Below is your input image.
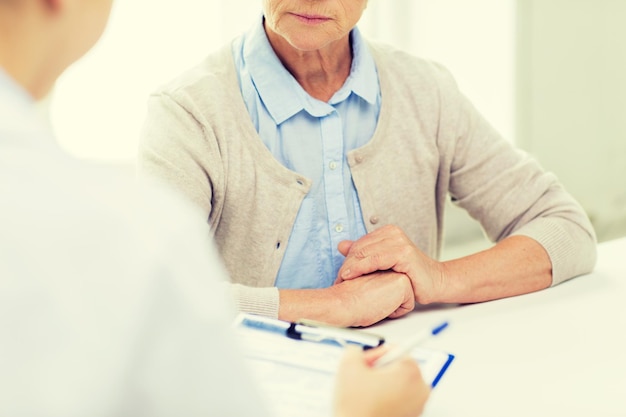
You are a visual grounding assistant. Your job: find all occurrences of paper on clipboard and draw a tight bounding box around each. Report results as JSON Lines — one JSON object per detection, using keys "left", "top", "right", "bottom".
{"left": 234, "top": 314, "right": 454, "bottom": 417}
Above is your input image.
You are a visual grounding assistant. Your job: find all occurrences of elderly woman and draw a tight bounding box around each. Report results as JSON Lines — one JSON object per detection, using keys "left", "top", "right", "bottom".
{"left": 138, "top": 0, "right": 596, "bottom": 327}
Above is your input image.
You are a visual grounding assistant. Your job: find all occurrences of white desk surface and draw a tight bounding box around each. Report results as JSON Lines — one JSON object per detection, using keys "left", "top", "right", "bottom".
{"left": 369, "top": 237, "right": 626, "bottom": 417}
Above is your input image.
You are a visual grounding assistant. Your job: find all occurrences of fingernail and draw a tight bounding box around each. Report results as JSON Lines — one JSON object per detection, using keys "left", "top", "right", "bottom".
{"left": 342, "top": 269, "right": 351, "bottom": 278}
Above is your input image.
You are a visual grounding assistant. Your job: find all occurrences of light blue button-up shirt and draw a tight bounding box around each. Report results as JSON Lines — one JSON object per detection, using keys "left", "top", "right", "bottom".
{"left": 232, "top": 18, "right": 381, "bottom": 289}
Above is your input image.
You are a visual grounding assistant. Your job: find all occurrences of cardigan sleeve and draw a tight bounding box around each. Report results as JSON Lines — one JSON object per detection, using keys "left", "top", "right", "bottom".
{"left": 444, "top": 80, "right": 597, "bottom": 286}
{"left": 137, "top": 92, "right": 218, "bottom": 220}
{"left": 140, "top": 91, "right": 284, "bottom": 317}
{"left": 360, "top": 46, "right": 597, "bottom": 287}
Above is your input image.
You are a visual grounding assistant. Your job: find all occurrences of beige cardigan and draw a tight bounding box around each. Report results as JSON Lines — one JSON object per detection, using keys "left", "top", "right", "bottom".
{"left": 138, "top": 42, "right": 597, "bottom": 317}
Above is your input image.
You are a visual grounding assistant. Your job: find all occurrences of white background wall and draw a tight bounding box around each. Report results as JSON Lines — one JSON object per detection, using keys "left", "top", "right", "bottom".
{"left": 49, "top": 1, "right": 258, "bottom": 161}
{"left": 517, "top": 0, "right": 626, "bottom": 242}
{"left": 360, "top": 0, "right": 516, "bottom": 142}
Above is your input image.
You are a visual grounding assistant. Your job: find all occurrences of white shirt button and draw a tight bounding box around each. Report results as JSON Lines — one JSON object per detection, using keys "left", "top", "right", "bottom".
{"left": 329, "top": 161, "right": 337, "bottom": 170}
{"left": 334, "top": 224, "right": 344, "bottom": 233}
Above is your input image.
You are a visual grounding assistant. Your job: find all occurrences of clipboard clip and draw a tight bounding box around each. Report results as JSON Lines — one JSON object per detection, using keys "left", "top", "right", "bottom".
{"left": 286, "top": 319, "right": 385, "bottom": 350}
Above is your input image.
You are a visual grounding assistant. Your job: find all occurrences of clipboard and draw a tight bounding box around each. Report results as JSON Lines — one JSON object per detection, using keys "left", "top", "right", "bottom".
{"left": 234, "top": 313, "right": 454, "bottom": 417}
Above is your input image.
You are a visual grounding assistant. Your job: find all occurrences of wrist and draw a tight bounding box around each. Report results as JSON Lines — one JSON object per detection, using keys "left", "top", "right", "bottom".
{"left": 326, "top": 283, "right": 359, "bottom": 326}
{"left": 432, "top": 260, "right": 454, "bottom": 303}
{"left": 279, "top": 287, "right": 354, "bottom": 327}
{"left": 409, "top": 258, "right": 451, "bottom": 305}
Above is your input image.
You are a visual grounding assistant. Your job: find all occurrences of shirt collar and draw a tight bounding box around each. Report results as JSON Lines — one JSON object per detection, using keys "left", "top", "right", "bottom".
{"left": 330, "top": 28, "right": 378, "bottom": 107}
{"left": 243, "top": 17, "right": 378, "bottom": 125}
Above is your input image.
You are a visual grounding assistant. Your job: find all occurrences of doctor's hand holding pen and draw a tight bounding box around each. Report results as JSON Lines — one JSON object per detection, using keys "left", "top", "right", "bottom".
{"left": 334, "top": 345, "right": 430, "bottom": 417}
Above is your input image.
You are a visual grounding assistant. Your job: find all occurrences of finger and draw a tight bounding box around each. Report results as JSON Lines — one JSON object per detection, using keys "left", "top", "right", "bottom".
{"left": 339, "top": 248, "right": 400, "bottom": 279}
{"left": 342, "top": 231, "right": 389, "bottom": 257}
{"left": 335, "top": 242, "right": 388, "bottom": 283}
{"left": 344, "top": 225, "right": 406, "bottom": 256}
{"left": 338, "top": 345, "right": 366, "bottom": 369}
{"left": 337, "top": 229, "right": 400, "bottom": 278}
{"left": 341, "top": 233, "right": 422, "bottom": 280}
{"left": 388, "top": 303, "right": 414, "bottom": 319}
{"left": 362, "top": 345, "right": 392, "bottom": 366}
{"left": 337, "top": 240, "right": 354, "bottom": 256}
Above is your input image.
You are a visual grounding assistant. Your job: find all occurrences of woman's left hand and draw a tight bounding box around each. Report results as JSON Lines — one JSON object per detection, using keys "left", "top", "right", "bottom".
{"left": 335, "top": 225, "right": 447, "bottom": 305}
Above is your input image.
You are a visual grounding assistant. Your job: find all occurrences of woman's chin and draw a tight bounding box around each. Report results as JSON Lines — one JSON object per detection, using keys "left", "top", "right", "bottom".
{"left": 283, "top": 35, "right": 342, "bottom": 53}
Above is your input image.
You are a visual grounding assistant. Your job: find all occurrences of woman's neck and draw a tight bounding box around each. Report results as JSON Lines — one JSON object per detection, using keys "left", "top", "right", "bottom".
{"left": 265, "top": 28, "right": 352, "bottom": 102}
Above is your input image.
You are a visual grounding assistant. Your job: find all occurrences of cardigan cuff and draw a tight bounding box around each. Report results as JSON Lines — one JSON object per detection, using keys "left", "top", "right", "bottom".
{"left": 230, "top": 284, "right": 280, "bottom": 318}
{"left": 513, "top": 217, "right": 597, "bottom": 286}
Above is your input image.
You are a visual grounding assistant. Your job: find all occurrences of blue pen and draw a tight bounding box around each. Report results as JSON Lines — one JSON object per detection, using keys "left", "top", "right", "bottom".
{"left": 374, "top": 321, "right": 449, "bottom": 368}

● **WHAT YOU WILL DO**
The result should be the material above, unchanged and free of pictures; please print it.

● **REPLY TO THE TASK**
Below is your input image.
You are a visual grounding assistant. Your job: find all occurrences of paper on clipboard and draw a tight bounding box around each. Report results as JSON Lines — one JSON object per detection, using keys "left", "top", "right", "bottom".
{"left": 234, "top": 314, "right": 454, "bottom": 417}
Above is your input image.
You are a visual grounding assistant. Your job: find all occurrences of elderly woman and draw a tight bounding box around each. Report results as JSON Lines — one JSON object per detection, using keys "left", "top", "right", "bottom".
{"left": 138, "top": 0, "right": 596, "bottom": 327}
Above is your input image.
You are a visual grounding assistant. Your job: find all occurrences of white desk surface and draw a tight bounding box around each. Report results as JSON Lines — one JSON object per detection, using keys "left", "top", "right", "bottom".
{"left": 369, "top": 237, "right": 626, "bottom": 417}
Above is your input image.
You are a visual grounding assistant. Your job: find all occurrences of fingernail and draw a tight bounding box around each. Report results as JSON Lines — one JSON object per detection, using keys "left", "top", "right", "bottom".
{"left": 342, "top": 269, "right": 351, "bottom": 278}
Above is your input image.
You are a visual grounding assistant. Your job: find all occurrences of light blue button-up shirt and draw a tight bounding box around each. Report results as JSON Lines — one JSON object per detection, using keys "left", "top", "right", "bottom".
{"left": 232, "top": 18, "right": 381, "bottom": 289}
Above is your input image.
You are a visual grounding assistant. Your job: find all occurrences of cardigan sleeve and draw a tight bounding box around each. Report results as JSON Lines — one JSON object per detection, using keys "left", "top", "right", "bottom".
{"left": 444, "top": 80, "right": 597, "bottom": 286}
{"left": 137, "top": 92, "right": 218, "bottom": 220}
{"left": 140, "top": 91, "right": 284, "bottom": 317}
{"left": 360, "top": 46, "right": 597, "bottom": 287}
Above is your input image.
You are a visual grounding assistant. Your job: find all occurrences of beige cardigan and draw a tight bounding box around each. Report results as JSON Lines — one JSON object per detection, using keys "left", "top", "right", "bottom".
{"left": 138, "top": 42, "right": 597, "bottom": 317}
Above is your input image.
You are a visual grounding assistant. Your job: find all occurrences of white background wall and draw a tight bounding box around each. Report results as JSON Lines — one JSON object per detection, using keys "left", "top", "right", "bottom".
{"left": 49, "top": 1, "right": 258, "bottom": 161}
{"left": 517, "top": 0, "right": 626, "bottom": 242}
{"left": 360, "top": 0, "right": 516, "bottom": 142}
Above is your input image.
You are a visual grounding assistant. Your job: find all occurrences of white shirt button and draw a tight bounding box around each. Report results as JSON Lines — one JSON object per detection, using keys "left", "top", "right", "bottom".
{"left": 329, "top": 161, "right": 337, "bottom": 170}
{"left": 334, "top": 224, "right": 344, "bottom": 233}
Above is your input image.
You are a visual grounding assistant. Your job: find all occurrences of clipboard clip and draw a tight bounding box around each. Report results as JSON Lines — one JSON object per detection, using keys "left", "top", "right", "bottom".
{"left": 286, "top": 319, "right": 385, "bottom": 350}
Above is your input image.
You are a visual grounding assistant. Your job: find all occurrences of clipboard and draw a tight bounding box around each. Report results as JSON Lines — one JSON object per detection, using keys "left", "top", "right", "bottom".
{"left": 234, "top": 313, "right": 454, "bottom": 417}
Above is your input image.
You are a visual grounding assistant. Your job: find all occurrences of wrist and draw a tight bounding box around each. Report results as JSON Lines — one JSON object per detection, using keys "left", "top", "right", "bottom".
{"left": 326, "top": 283, "right": 359, "bottom": 326}
{"left": 432, "top": 260, "right": 454, "bottom": 303}
{"left": 279, "top": 287, "right": 354, "bottom": 327}
{"left": 409, "top": 258, "right": 451, "bottom": 305}
Above is your input image.
You are a visual grounding assistant. Your job: find all occurrences of shirt collar and draw a tight bounding box around each. Report results as JSON Lines — one JSON object per detection, using keys "left", "top", "right", "bottom".
{"left": 330, "top": 28, "right": 378, "bottom": 107}
{"left": 243, "top": 17, "right": 378, "bottom": 125}
Above is your input image.
You are a visual grounding assistant. Your job: find all occurrences of doctor's hand holding pen and draw a tight bounding box around each. Report results as JSON Lines — one JSON object per detection, using keys "left", "top", "right", "bottom".
{"left": 334, "top": 345, "right": 430, "bottom": 417}
Above is your input image.
You are a visual grounding assistant. Your job: find all occurrences of finger and draw a tight bounding box around each. Report results as JSON Lines — one JSON object per detection, using keys "left", "top", "right", "bottom".
{"left": 339, "top": 248, "right": 400, "bottom": 279}
{"left": 342, "top": 231, "right": 389, "bottom": 257}
{"left": 335, "top": 242, "right": 388, "bottom": 283}
{"left": 344, "top": 225, "right": 406, "bottom": 256}
{"left": 338, "top": 345, "right": 366, "bottom": 369}
{"left": 337, "top": 229, "right": 400, "bottom": 278}
{"left": 341, "top": 233, "right": 422, "bottom": 280}
{"left": 388, "top": 303, "right": 414, "bottom": 319}
{"left": 362, "top": 345, "right": 392, "bottom": 366}
{"left": 337, "top": 240, "right": 354, "bottom": 256}
Above is your input image.
You are a visual grounding assistant. Your job: find all occurrences of woman's left hand and draw a tight bounding box around each. Report results as JSON Lines — one JSON object per detection, using keys "left", "top", "right", "bottom".
{"left": 335, "top": 225, "right": 447, "bottom": 305}
Above is your input image.
You are a visual grounding assistant. Your job: find all occurrences of woman's chin and draw a tight bounding box around each. Report results as JSON Lines — one JSON object per detection, using keys "left", "top", "right", "bottom".
{"left": 283, "top": 35, "right": 342, "bottom": 53}
Above is your input image.
You are a visual grounding assistant. Your job: find all occurrences of woman's neck and draw a tight bounding box around each. Report results as JSON Lines — one JSON object per detection, using keys "left", "top", "right", "bottom".
{"left": 265, "top": 28, "right": 352, "bottom": 102}
Above is your input image.
You are a visual grounding assistant. Your job: find all occurrences of cardigan cuff and draw a tight bounding box around each. Report results as JSON Lines — one JSON object per detection, using keys "left", "top", "right", "bottom".
{"left": 230, "top": 284, "right": 280, "bottom": 318}
{"left": 513, "top": 217, "right": 597, "bottom": 286}
Above is your input image.
You are a visual grounding assistant. Your job: find all occurrences of blue pen and draw a tight bounding box around each. Report results as JSON Lines — one JSON object per detection, using keys "left", "top", "right", "bottom".
{"left": 374, "top": 321, "right": 449, "bottom": 368}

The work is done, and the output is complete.